## TASK REQUIREMENTS
The full set of entries needs to be reproduced exactly.

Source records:
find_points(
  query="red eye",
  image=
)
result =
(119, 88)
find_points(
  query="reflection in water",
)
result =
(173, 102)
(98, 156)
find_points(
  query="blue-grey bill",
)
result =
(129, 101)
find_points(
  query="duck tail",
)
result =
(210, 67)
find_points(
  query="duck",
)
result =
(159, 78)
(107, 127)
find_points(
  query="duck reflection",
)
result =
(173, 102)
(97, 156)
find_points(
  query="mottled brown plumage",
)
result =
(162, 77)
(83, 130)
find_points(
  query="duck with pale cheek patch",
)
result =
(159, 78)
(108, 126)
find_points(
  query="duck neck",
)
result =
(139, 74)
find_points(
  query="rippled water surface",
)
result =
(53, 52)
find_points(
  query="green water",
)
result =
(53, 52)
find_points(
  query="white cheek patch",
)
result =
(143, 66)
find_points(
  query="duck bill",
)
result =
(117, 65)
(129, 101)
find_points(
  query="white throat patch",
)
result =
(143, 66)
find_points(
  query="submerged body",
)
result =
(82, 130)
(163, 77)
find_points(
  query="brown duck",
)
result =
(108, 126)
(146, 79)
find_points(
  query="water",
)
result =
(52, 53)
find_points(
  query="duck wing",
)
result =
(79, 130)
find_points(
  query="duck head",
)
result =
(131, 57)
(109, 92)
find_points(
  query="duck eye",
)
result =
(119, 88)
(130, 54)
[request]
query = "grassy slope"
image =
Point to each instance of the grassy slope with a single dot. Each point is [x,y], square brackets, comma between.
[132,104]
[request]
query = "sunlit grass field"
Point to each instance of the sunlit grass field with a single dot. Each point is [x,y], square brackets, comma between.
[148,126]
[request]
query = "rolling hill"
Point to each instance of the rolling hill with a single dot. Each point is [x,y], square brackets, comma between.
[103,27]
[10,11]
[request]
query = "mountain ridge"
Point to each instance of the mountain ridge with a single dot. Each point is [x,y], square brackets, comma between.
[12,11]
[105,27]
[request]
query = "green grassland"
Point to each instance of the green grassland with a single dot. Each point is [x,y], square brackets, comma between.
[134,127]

## EXERCISE OUTPUT
find_points(
  query="red eye",
  image=
)
result =
(119, 88)
find_points(
  query="reflection in water",
)
result =
(173, 102)
(98, 156)
find_points(
  query="blue-grey bill",
)
result =
(129, 101)
find_points(
  query="duck tail",
)
result =
(210, 67)
find_points(
  query="duck",
)
result =
(159, 78)
(107, 127)
find_points(
  query="duck reflection",
)
result =
(173, 102)
(97, 156)
find_points(
  query="mottled brown plumage",
)
result =
(162, 77)
(83, 130)
find_points(
  query="duck with pale cheek patch",
)
result =
(159, 78)
(108, 126)
find_points(
  query="duck neck",
)
result =
(139, 74)
find_points(
  query="rippled water surface",
)
result =
(53, 52)
find_points(
  query="green water",
)
result =
(53, 52)
find_points(
  query="white cheek patch",
)
result =
(143, 66)
find_points(
  query="duck bill",
)
result =
(117, 65)
(129, 101)
find_points(
  query="white throat patch",
)
result =
(143, 66)
find_points(
  query="submerged body",
)
result =
(82, 130)
(163, 77)
find_points(
  query="brown duck",
)
result =
(108, 126)
(146, 79)
find_points(
  query="water",
)
result =
(52, 53)
find_points(
  query="duck wing",
)
result =
(79, 130)
find_points(
  query="duck head",
)
result =
(131, 57)
(109, 92)
find_points(
  query="duck eye",
)
result =
(119, 88)
(130, 54)
[request]
query = "grassy slope"
image =
Point to each instance of the grassy slope with a single dot. Each point is [x,y], square brackets, comma between.
[132,104]
[request]
query = "sunlit grass field"
Point to each instance of the sunlit grass field with a single dot. Each point is [x,y], square brackets, comma between.
[148,126]
[request]
query = "rolling hill"
Point to each instance of the rolling hill with a single dot. Each point is [x,y], square brackets, comma between.
[103,27]
[10,11]
[request]
query = "mountain ridge"
Point to each instance of the mountain ridge with a single dot. Each point is [x,y], square brackets, comma between.
[12,11]
[105,27]
[request]
query = "green grassland"
Point to each instance of the green grassland with a single dot. Each point is [x,y], square brackets, comma between.
[134,127]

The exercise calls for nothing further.